[What is expected]:
Show each line in the records below that contains the word "instance", copying those lines in full.

-- start of Raw records --

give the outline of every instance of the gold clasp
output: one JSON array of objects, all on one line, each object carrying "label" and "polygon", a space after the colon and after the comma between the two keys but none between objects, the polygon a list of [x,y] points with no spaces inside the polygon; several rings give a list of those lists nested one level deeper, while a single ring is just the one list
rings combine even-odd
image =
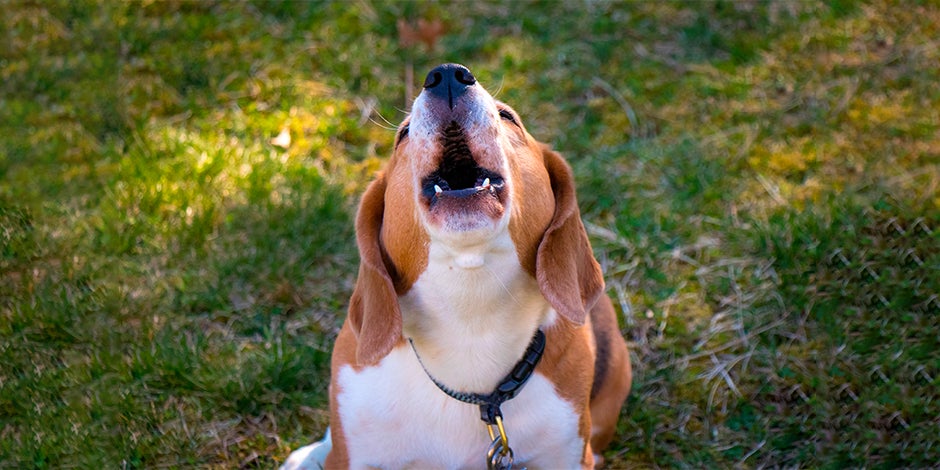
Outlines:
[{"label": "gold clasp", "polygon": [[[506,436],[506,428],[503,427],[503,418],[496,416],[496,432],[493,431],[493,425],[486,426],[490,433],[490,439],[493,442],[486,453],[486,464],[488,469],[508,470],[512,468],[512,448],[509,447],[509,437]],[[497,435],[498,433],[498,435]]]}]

-- end of Raw records --
-- start of Raw records --

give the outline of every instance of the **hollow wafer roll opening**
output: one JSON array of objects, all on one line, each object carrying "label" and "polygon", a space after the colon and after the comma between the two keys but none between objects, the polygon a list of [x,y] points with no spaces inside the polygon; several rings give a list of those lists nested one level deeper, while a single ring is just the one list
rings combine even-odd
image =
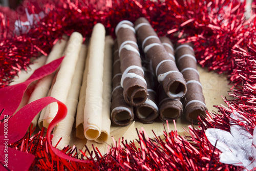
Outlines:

-- end of Raw records --

[Exercise result]:
give the outline of every instance of the gold clasp
give the outline of every instance of the **hollow wafer roll opening**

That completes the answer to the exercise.